__What is expected__: Omit the pictures and return every entry exactly as written.

(Entries provided)

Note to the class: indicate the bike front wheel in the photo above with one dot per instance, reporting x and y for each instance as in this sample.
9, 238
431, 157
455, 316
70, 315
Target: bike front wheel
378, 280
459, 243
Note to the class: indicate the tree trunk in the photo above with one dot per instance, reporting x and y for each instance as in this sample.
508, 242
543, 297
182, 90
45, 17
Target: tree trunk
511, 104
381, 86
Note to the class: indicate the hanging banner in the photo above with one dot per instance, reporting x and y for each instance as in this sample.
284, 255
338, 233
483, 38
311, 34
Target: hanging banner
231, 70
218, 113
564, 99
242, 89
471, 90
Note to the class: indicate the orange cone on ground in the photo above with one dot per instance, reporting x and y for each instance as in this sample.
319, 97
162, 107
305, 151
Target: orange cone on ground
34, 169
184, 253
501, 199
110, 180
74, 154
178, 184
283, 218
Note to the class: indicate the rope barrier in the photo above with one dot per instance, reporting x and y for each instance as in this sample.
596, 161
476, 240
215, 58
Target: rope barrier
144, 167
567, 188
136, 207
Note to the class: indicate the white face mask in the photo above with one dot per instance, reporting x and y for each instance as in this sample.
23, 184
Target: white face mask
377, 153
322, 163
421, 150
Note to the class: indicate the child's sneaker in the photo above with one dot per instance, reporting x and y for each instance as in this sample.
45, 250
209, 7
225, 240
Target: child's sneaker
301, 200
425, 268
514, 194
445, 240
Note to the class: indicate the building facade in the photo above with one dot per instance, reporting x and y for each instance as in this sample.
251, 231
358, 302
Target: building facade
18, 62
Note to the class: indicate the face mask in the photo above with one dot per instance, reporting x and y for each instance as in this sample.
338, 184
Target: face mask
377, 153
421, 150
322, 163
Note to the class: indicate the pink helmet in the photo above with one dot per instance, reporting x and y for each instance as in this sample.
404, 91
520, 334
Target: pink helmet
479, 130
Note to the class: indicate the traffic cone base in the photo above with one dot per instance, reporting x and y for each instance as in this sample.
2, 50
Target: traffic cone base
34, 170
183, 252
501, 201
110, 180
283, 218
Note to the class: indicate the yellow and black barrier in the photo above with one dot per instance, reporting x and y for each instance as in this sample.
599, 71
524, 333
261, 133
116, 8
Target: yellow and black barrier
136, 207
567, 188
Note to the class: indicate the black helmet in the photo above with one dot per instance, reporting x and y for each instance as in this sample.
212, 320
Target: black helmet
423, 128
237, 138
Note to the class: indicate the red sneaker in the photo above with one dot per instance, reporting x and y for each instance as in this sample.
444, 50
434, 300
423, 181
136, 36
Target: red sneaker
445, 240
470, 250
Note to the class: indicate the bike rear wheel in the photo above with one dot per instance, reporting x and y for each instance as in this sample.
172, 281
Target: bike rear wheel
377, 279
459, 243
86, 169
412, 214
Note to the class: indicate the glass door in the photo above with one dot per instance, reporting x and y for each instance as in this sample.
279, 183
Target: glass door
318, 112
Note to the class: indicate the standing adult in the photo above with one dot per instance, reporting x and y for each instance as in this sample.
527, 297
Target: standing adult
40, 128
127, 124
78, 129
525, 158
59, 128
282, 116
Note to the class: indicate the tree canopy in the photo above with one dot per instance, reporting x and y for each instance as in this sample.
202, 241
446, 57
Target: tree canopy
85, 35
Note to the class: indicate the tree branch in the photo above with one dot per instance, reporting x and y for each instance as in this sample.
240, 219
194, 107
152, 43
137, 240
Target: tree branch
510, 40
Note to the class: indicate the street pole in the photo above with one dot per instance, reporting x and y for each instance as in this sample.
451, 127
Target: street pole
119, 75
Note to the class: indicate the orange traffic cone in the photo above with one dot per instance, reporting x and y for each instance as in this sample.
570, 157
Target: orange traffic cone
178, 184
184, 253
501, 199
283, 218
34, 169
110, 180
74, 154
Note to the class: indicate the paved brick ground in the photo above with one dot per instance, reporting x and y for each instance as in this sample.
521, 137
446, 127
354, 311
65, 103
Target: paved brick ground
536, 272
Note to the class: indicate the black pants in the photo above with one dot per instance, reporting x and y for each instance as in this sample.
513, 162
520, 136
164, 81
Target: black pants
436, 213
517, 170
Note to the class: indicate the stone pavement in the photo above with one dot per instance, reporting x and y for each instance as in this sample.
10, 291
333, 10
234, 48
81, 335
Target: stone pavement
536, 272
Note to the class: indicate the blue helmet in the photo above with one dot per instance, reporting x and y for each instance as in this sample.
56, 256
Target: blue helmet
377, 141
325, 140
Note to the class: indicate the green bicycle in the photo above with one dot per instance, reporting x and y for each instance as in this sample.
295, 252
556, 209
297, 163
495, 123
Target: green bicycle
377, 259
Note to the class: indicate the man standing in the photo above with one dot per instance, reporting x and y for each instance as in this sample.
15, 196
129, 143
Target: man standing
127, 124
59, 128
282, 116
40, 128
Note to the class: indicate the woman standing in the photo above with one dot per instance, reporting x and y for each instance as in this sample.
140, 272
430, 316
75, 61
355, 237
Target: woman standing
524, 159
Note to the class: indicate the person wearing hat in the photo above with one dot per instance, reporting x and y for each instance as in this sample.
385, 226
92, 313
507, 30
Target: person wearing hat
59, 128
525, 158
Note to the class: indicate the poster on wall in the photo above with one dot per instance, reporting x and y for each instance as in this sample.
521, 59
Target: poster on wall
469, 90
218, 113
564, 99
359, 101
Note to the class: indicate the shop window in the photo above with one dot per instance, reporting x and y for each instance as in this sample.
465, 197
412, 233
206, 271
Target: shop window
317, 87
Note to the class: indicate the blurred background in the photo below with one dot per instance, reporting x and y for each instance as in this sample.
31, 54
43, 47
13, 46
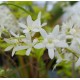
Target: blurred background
26, 66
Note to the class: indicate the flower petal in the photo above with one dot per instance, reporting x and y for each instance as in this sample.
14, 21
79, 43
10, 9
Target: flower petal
35, 29
17, 48
51, 53
29, 21
9, 48
56, 30
43, 33
28, 51
22, 25
39, 46
25, 31
44, 24
77, 64
62, 44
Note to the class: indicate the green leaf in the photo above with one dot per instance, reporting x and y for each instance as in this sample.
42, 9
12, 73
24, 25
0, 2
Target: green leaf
21, 52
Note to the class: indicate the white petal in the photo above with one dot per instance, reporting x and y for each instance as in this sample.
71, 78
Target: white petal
13, 52
35, 41
43, 33
77, 64
35, 29
62, 44
75, 46
44, 24
51, 53
8, 41
14, 34
28, 51
29, 21
22, 25
39, 15
17, 48
9, 48
56, 30
78, 39
39, 46
25, 31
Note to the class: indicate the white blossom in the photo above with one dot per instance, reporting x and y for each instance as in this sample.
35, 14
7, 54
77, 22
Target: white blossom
33, 26
51, 41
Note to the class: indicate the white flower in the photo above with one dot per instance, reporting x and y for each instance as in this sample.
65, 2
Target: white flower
30, 44
51, 41
77, 64
1, 29
14, 45
33, 26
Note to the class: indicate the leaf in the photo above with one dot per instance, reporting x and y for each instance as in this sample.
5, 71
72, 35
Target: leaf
21, 52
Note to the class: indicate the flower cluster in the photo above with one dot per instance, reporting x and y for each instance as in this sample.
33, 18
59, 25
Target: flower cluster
61, 43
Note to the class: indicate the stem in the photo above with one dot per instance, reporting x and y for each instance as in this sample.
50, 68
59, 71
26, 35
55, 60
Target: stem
73, 66
15, 6
72, 51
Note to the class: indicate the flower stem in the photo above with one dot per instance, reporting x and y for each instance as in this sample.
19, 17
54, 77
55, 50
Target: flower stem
15, 6
72, 51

(End Entries provided)

__Answer to the problem__:
Note to the class: indicate the bike front wheel in the photo above with one dot per instance, reporting x and y for each instance as in this sample.
9, 238
431, 157
455, 316
70, 315
Target: bike front wheel
378, 280
459, 243
Note to the class: indicate the tree trunk in the photo above with one dot per instance, reporting x and y for each instance as in this sample.
508, 242
543, 297
182, 90
45, 17
Target: tree trunk
511, 104
381, 86
Note to the class: indicate the hanging banner in the photo above with one dot per instance, reporting x and y for each instance as in this sample.
284, 255
338, 233
483, 38
311, 34
Target: hanging banner
231, 70
218, 113
564, 99
242, 89
471, 90
Note to the class: indicate the orange cone on ground in the photo above with one dot per instance, reporting x and y for each instance as in this sample.
319, 97
162, 107
305, 151
Target: orange cone on ground
34, 169
184, 253
501, 199
110, 180
74, 154
178, 184
283, 218
Note to the class: indicate the rope barrier in the photo above with one dot per instance, reporting x and y for each instance as in this sample.
596, 161
476, 240
215, 58
Target: rope barrier
144, 167
567, 188
136, 207
Note to the class: indicate the white face mask in the photo above with one dot per instance, reporting x and y for each instance as in this sample.
23, 184
Target: white face mask
377, 153
322, 163
421, 150
Note to the class: indicate the child's sneaker in the photo above with one dot per instance, reporting x and y for each instance as in this sample.
45, 250
209, 7
225, 240
Target: child's sneaker
301, 200
425, 268
514, 194
445, 240
Note to the class: indicate the building facade in the photo above with one dot per instance, reporting x and y for each instance as in this sample.
251, 231
358, 302
Target: building facade
18, 62
Note to the class: indicate the face mask in the photo above with one dot per instance, reporting x and y for each instance as in this sample.
338, 184
Target: face mask
377, 153
421, 150
322, 163
Note to the class: indicate the pink helmet in the photo above with one dot per instance, reporting x and y for each instance as in this sample.
404, 91
520, 334
Target: pink helmet
479, 130
Note to the class: indicate the traffic cone base in the photo above with one dot per instance, reporting x and y for each instance as in this sample.
2, 50
Target: traffic cone base
34, 170
183, 252
501, 201
110, 180
283, 218
Note to the class: indicate the yellow and black barrier in the photo above with one dot per instance, reporting x and y for each instance as in this sample.
599, 71
524, 333
261, 133
116, 8
Target: yellow and black barrier
136, 207
567, 188
Note to the class: indicate the black helmet in the photo above with one dot per instance, reporting x and y for each instance as in this sample.
212, 320
Target: black helmet
423, 128
237, 138
Note to the class: indicate the red sneaker in the photo above with one dot per instance, reporting x and y for each instance as in this sample.
444, 50
434, 300
423, 181
136, 36
Target: red sneaker
445, 240
470, 250
Note to the class: indicate the bike rear wheel in the photo above with one dot per instance, reporting x and y for each instance as in this sample.
172, 281
Target: bike rear wheel
377, 279
459, 243
86, 169
412, 214
Note to the class: indicate the glass door in the photo above with one dot per instance, reporting x and y for each instance as in this sample.
279, 183
Target: glass door
318, 112
Note to the class: indicate the standing adult in the photo above with one dot per instance, reporting x and y for each instance as in this sample.
527, 297
Target: standing adult
40, 128
127, 124
78, 129
525, 158
59, 128
282, 116
Note to the class: indicate the tree canopy in the photo above with one dot per instance, reporting x and y for each instance as in this sample.
202, 241
446, 57
Target: tree canopy
85, 35
Note to the class: indicate the tree branch in the photo above with one dot per instance, reporting x and y for each instance as in this sample.
240, 219
194, 107
152, 43
137, 240
Target: tree branch
510, 40
Note to the class: indicate the street pole in the photo above with one dot per instance, reporting x and y for each instance as in this sample.
451, 127
Target: street pole
119, 75
Note to the class: indicate the orange traffic cone in the photo above with one dot per instance, reporting x and y for each instance as in this sample.
570, 157
Target: orange traffic cone
178, 184
184, 253
501, 199
283, 218
34, 169
110, 180
74, 154
Note to the class: indicate the paved brick ground in the photo above with one dot per instance, reporting x and y for each instance as in this sample.
521, 137
446, 127
354, 311
65, 103
Target: paved brick ground
536, 272
Note to the class: indicate the black pants in the photo above with one dot per instance, reporting x and y for each instance as in this sample.
513, 162
520, 136
164, 81
Target: black pants
436, 213
517, 170
Note to the class: indicate the stone pavement in the photo above with one dot per instance, reporting x and y for each instance as in this sample.
10, 291
333, 10
234, 48
81, 335
Target: stone pavement
536, 272
Note to the class: indicate the blue helmet in the photo above with one dot per instance, reporting x and y for each instance as in this sample.
56, 256
Target: blue helmet
377, 141
325, 140
Note to the class: indicate the green bicycle in the photo above with one dot per instance, reporting x and y for each instance as in this sample.
295, 252
556, 209
297, 163
495, 123
Target: green bicycle
377, 259
Note to the class: indicate the man standing in the photo above with one dot per instance, reporting x and y for each instance as in this sample.
15, 196
129, 143
Target: man standing
127, 124
59, 128
282, 116
40, 128
Note to the class: indicate the woman standing in the photo above with one dot per instance, reporting x and y for each instance as in this sample.
140, 272
430, 316
75, 61
355, 237
Target: woman standing
524, 159
Note to the class: indicate the person wearing hat in the photo above with one dot per instance, reporting x and y for each instance as in this sample.
385, 226
92, 313
507, 30
Target: person wearing hat
59, 128
525, 158
Note to the class: indicate the poster on wall in the photo above with one dot per instance, reporting x and y for each instance as in this sample.
521, 59
Target: poster on wall
469, 90
218, 113
564, 99
359, 101
Note to the class: indicate the shop window in the photo above with one dot per instance, reporting x and y for each instance as in this sample.
465, 197
412, 233
206, 271
Target: shop window
317, 87
Note to the class: indicate the blurred background in the photo below with one dot per instance, reporting x and y for each instance as in this sample.
31, 54
43, 47
13, 46
Target: blurred background
26, 66
Note to the class: indicate the flower petal in the photo above with one dot per instance, reporting x and y for each instance as in this sample.
14, 21
79, 43
10, 9
Target: flower petal
35, 29
17, 48
51, 53
29, 21
9, 48
56, 30
43, 33
28, 51
22, 25
39, 46
25, 31
44, 24
77, 64
62, 44
Note to the class: indicate the green leaf in the photo above with one dot per instance, reporting x and y for each instance as in this sample.
42, 9
12, 73
24, 25
0, 2
Target: green leaf
21, 52
Note to the class: indicate the white petal in the photo above with one dot per instance, reporting x and y for each instance as in this sample.
71, 78
Target: white petal
13, 52
35, 41
43, 33
77, 64
35, 29
62, 44
75, 46
44, 24
51, 53
8, 41
14, 34
28, 51
29, 21
22, 25
39, 15
17, 48
9, 48
56, 30
78, 39
39, 46
25, 31
Note to the class: indicate the white blossom in the photo above with one dot per instance, reporting x and y for each instance as in this sample.
35, 14
7, 54
77, 22
Target: white blossom
33, 26
51, 41
Note to the class: indicate the white flower in the photo above with one dot per instance, reporting x and y for each instance as in this sample.
65, 2
Target: white flower
30, 44
51, 41
77, 64
1, 29
14, 45
33, 26
Note to the class: indicate the leaf in the photo above with one dot per instance, reporting x and y for each instance as in this sample.
5, 71
72, 35
Target: leaf
21, 52
Note to the class: indicate the flower cluster in the photo above with one dot per instance, reporting x and y for each instance as in this sample.
33, 18
59, 25
Target: flower cluster
61, 43
Note to the class: indicate the stem in the photo above with one dot per instance, reporting x and y for each instance as in this sample.
50, 68
59, 71
26, 35
55, 60
Target: stem
73, 66
15, 6
72, 51
Note to the class: indicate the flower stem in the photo above with one dot per instance, reporting x and y for each instance as in this sample.
19, 17
54, 77
55, 50
Target: flower stem
15, 6
72, 51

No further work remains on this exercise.